------ The data

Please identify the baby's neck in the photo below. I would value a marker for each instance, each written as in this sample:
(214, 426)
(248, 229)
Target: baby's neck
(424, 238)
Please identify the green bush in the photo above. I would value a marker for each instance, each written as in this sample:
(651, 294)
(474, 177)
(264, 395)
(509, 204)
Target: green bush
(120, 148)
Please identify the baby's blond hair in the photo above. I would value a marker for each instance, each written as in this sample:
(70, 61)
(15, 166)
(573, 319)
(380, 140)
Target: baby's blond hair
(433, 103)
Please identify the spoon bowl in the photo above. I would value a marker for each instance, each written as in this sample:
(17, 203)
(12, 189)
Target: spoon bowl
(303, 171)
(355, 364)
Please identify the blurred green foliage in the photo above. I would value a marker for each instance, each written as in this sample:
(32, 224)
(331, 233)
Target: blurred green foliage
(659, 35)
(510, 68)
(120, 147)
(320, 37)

------------
------ The data

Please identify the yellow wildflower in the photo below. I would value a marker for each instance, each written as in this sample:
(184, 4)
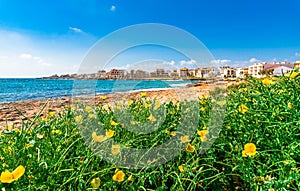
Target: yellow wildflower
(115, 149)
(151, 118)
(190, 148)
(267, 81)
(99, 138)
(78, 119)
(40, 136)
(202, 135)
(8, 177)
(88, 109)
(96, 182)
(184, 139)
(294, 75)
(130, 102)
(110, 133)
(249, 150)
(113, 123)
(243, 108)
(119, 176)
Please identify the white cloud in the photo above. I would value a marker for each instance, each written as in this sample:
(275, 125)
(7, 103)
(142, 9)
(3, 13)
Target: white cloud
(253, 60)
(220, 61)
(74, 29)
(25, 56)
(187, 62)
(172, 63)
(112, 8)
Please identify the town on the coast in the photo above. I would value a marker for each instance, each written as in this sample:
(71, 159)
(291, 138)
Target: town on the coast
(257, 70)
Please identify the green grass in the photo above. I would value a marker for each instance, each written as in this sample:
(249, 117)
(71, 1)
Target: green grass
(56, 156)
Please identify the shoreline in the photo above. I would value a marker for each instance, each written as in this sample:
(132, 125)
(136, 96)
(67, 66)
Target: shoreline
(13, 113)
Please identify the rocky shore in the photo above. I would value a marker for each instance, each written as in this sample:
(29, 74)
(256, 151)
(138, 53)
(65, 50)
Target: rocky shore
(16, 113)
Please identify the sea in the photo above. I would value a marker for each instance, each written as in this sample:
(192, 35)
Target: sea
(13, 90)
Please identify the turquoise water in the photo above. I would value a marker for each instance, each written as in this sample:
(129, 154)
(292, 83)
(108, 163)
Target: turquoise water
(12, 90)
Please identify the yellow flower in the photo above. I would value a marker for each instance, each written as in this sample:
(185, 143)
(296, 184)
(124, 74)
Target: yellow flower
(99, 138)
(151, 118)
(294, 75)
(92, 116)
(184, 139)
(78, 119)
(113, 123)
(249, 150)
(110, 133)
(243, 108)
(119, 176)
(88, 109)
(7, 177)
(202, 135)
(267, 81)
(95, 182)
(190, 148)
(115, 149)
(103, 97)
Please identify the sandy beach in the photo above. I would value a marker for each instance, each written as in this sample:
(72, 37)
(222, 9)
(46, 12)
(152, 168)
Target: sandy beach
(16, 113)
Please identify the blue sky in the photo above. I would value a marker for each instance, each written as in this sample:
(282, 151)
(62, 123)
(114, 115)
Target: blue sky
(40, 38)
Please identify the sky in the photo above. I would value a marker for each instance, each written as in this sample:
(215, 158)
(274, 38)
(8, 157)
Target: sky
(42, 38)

------------

Exercise ->
Among the records above, find each line containing the string "below" and copy it.

Worked solution ->
Please identify the baby's neck in the photo below. I would value a marker for each instance, each written as in this sample:
Please identify the yellow wildflower in the photo below. I would value a marker for each instance, each written as in this sample:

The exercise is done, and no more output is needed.